___ TASK INPUT ___

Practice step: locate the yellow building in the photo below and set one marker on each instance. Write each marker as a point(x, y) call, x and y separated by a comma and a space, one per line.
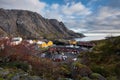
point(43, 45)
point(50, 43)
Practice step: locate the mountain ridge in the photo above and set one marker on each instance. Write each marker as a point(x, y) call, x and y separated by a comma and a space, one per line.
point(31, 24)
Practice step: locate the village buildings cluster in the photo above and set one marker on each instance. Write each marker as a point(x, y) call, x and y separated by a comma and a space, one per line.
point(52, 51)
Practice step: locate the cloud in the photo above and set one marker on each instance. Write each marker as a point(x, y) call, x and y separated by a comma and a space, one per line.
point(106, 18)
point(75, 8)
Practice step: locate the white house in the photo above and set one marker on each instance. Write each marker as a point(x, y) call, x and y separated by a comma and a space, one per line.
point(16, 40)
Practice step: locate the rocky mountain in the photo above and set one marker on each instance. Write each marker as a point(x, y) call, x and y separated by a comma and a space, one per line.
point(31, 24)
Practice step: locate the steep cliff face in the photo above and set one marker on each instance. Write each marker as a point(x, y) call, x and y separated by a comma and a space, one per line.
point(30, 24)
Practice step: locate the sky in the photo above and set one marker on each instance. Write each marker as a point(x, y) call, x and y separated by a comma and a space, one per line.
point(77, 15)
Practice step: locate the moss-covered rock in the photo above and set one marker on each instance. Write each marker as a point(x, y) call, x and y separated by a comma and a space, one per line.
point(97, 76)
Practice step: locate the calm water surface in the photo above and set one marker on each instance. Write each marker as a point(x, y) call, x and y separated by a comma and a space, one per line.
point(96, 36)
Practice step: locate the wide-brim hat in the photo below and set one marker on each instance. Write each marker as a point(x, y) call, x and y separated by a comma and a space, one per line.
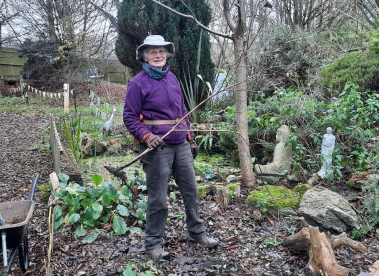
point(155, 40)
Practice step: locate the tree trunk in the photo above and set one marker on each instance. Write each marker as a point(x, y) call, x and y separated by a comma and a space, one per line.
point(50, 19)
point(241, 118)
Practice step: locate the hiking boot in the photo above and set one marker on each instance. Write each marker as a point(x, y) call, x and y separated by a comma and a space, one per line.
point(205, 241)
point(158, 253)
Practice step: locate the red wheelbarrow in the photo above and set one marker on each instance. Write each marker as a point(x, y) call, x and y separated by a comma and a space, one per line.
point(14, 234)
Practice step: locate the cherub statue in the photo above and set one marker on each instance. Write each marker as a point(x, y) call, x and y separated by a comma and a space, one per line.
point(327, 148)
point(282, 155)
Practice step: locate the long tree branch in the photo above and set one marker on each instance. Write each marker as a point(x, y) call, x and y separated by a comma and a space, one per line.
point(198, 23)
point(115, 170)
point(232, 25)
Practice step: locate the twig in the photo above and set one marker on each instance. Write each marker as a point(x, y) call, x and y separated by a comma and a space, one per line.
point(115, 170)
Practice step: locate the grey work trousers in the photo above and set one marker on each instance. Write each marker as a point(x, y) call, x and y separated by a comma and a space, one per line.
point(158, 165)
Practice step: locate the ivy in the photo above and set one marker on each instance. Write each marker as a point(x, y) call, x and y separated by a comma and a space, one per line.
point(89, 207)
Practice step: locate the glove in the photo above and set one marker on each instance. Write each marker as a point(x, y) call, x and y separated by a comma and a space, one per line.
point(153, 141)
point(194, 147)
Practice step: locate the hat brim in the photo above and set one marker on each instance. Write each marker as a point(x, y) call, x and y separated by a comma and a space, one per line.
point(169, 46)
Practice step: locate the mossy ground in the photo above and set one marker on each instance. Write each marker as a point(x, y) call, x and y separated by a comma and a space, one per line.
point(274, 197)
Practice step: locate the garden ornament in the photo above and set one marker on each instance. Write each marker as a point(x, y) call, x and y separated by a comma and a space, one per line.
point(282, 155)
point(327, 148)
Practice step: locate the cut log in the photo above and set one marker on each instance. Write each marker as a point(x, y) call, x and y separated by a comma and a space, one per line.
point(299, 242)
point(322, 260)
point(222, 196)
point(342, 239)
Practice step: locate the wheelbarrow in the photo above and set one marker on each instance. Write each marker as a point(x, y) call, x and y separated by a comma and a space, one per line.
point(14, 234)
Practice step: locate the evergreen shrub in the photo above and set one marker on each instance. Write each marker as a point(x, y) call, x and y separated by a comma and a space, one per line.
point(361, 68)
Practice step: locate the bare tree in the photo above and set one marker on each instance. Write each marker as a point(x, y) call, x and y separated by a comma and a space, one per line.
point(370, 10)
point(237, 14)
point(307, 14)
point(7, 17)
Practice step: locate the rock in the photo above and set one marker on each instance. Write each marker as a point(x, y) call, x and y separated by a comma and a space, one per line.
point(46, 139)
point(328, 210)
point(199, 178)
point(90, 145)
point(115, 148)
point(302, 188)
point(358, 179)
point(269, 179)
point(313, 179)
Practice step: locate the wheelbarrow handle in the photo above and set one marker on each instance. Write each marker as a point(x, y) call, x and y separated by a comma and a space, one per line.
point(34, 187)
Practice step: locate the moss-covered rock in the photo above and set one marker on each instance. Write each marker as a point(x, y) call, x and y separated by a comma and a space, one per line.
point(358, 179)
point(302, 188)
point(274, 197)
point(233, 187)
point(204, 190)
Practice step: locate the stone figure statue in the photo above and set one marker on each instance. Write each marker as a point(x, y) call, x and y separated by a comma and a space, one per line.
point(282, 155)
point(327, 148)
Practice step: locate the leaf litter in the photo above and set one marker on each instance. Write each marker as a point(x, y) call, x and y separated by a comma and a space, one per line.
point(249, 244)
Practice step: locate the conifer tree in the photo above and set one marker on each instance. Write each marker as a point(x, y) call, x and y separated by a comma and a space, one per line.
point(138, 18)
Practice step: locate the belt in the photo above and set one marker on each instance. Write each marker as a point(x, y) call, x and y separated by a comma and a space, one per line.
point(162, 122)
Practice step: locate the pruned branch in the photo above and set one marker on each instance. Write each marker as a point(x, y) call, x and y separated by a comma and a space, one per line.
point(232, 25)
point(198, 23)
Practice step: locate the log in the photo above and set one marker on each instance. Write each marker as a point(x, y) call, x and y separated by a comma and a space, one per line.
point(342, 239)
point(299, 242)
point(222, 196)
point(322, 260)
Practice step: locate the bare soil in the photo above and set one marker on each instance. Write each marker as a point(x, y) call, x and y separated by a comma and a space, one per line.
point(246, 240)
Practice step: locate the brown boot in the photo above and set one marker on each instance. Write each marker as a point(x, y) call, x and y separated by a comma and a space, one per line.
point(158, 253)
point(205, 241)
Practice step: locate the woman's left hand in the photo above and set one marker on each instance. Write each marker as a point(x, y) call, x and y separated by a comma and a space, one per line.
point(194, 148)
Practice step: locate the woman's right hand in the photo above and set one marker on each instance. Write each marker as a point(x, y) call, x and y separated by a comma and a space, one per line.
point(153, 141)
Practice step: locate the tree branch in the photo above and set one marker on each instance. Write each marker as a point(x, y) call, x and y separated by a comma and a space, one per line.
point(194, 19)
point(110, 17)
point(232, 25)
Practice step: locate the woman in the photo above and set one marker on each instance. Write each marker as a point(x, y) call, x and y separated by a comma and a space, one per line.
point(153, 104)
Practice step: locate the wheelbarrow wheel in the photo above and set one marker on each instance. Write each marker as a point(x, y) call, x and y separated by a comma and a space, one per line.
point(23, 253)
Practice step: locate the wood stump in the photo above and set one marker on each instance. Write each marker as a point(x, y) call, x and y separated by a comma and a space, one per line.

___

### PROBLEM
From the line containing "Practice step: locate the woman in" down to the last line, reproduce the records exactly. Include both ends.

### OUTPUT FOR THIS TASK
Practice step: locate the woman in the photo above and set one marker on each instance. Write each marker as a point(x, y) call, x and y separated by a comma and a space, one per line.
point(153, 104)
Practice step: locate the wheelbarrow wheel in the photo above and set one marker on each instance. Write each marker as a point(x, y) call, x and y separated by a comma and a space, one per line.
point(23, 253)
Practice step: locate the wood stump in the photo above and set one marker on each instance. Write each marker as a point(x, y) call, x and y separated by a comma and a space, one per line.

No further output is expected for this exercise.